I have found a couple claims like this online:

The Catechism of the Catholic Church describes humility in this way: "The virtue by which a Christian acknowledges that God is the author of all good. Humility avoids inordinate ambition or pride, and provides the foundation for turning to God in prayer (No. 2559)

But, in the Catechism #2559, there is no such definition of humility, although it does mention the word. What, then, am I missing?


I am not asking how to define humility, or even how the Catechism defines humility. I am asking, What is the origin of this quote: "The virtue by which a Christian acknowledges that God is the author of all good"? Everyone seems to attribute it to the Catechism, but I cannot find it there.

  • @KorvinStarmast The situation is as follows: I cited a description that itself cited a definition, but no tool so far has allowed me to find any such definition in the Catechism.
    – Doubt
    Dec 14, 2019 at 2:56
  • OK, you have an answer (well, two) so the comment is gone :-) Dec 14, 2019 at 13:25

2 Answers 2


It comes from the Glossary, a derived work of the Catechism, which states:

HUMILITY: The virtue by which a Christian acknowledges that God is the author of all good. Humility avoids inordinate ambition or pride, and provides the foundation for turning to God in prayer (2559). Voluntary humility can be described as "poverty of spirit" (2546).

You can see a copy of the Glossary online here.. Read the top for details about how it was generated and it’s status.

  • The website of the US Conference of Catholic Bishops has an online copy of the Catechism which allows you to go directly to the page containing the term: ccc.usccb.org/flipbooks/catechism/index.html#882 Dec 14, 2019 at 11:20
  • I chose to link to the doc I did so that he can read the "disclaimer" at the top of the glossary before proceeding (it doesn't have the weight of the actual Catechism).
    – mxyzplk
    Dec 14, 2019 at 18:23

Where does this definition of humility come from, if not the Catholic catechism?

The quote (“The virtue by which a Christian acknowledges that God is the author of all good"?“) which you are seeking through your clarification notice can be found in the Glossary of the Catechism of the Catholic Church.

The Catechism of the Catholic Church is simply a readable tool for the average Catholic to understand various concepts and truths about what the Church professes. As such, in a general sense, it does not delve too deep into the various subject sources that it contains.

It is thus understandable that if one desired to obtain further information on some subject one should explore what the Church teaches on it though the eyes of her great theologians, Doctors of the Church such as St. Thomas Aquinas, the Church Fathers and other valuable Catholic sources.

Thus for humility the Catechism of the Catholic Church states the following as you have pointed out:

2559 "Prayer is the raising of one's mind and heart to God or the requesting of good things from God." But when we pray, do we speak from the height of our pride and will, or "out of the depths" of a humble and contrite heart? He who humbles himself will be exalted; humility is the foundation of prayer, Only when we humbly acknowledge that "we do not know how to pray as we ought," are we ready to receive freely the gift of prayer. "Man is a beggar before God."

Being a readable Catechism, we must search elsewhere for more details about humility.
___
- [Exercise set]:
1 - Duplicate the thread on the humility definition between "I am not asking" and "in the Catechism.", inclusive.
2 - Answer these questions from the thread on the humility definition:
(a) Which Catechism paragraph number do the online claims cite for the humility definition?
(b) According to the Glossary entry, what can voluntary humility be described as?
(c) Which organization's website has the online copy of the Catechism mentioned in a comment?
3 - How would you extend the thread on the humility definition past its final sentence?

(Dataset items)
___
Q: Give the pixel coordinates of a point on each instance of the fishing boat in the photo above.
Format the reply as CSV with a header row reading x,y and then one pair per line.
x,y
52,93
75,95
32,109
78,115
___
- [Answers to the tasks]:
1 -
I am not asking how to define humility, or even how the Catechism defines humility. I am asking, What is the origin of this quote: "The virtue by which a Christian acknowledges that God is the author of all good"? Everyone seems to attribute it to the Catechism, but I cannot find it there.

  • @KorvinStarmast The situation is as follows: I cited a description that itself cited a definition, but no tool so far has allowed me to find any such definition in the Catechism.

2 -
(a) No. 2559
(b) "poverty of spirit"
(c) The US Conference of Catholic Bishops

3 -
The Catholic Encyclopedia has this to say about humility:

The word humility signifies lowliness or submissiveness and it is derived from the Latin humilitas or, as St. Thomas says, from humus, i.e. the earth which is beneath us. As applied to persons and things it means that which is abject, ignoble, or of poor condition, as we ordinarily say, not worth much. Thus we say that a man is of humble birth or that a house is a humble dwelling. As restricted to persons, humility is understood also in the sense of afflictions or miseries, which may be inflicted by external agents, as when a man humiliates another by causing him pain or suffering. It is in this sense that others may bring about humiliations and subject us to them. Humility in a higher and ethical sense is that by which a man has a modest estimate of his own worth, and submits himself to others. According to this meaning no man can humiliate another, but only himself, and this he can do properly only when aided by Divine grace. We are treating here of humility in this sense, that is, of the virtue of humility.

The virtue of humility may be defined: "A quality by which a person considering his own defects has a lowly opinion of himself and willingly submits himself to God and to others for God's sake." St. Bernard defines it: "A virtue by which a man knowing himself as he truly is, abases himself." These definitions coincide with that given by St. Thomas: "The virtue of humility", he says, "Consists in keeping oneself within one's own bounds, not reaching out to things above one, but submitting to one's superior" (Summa Contra Gent., bk. IV, ch. lv, tr. Rickaby).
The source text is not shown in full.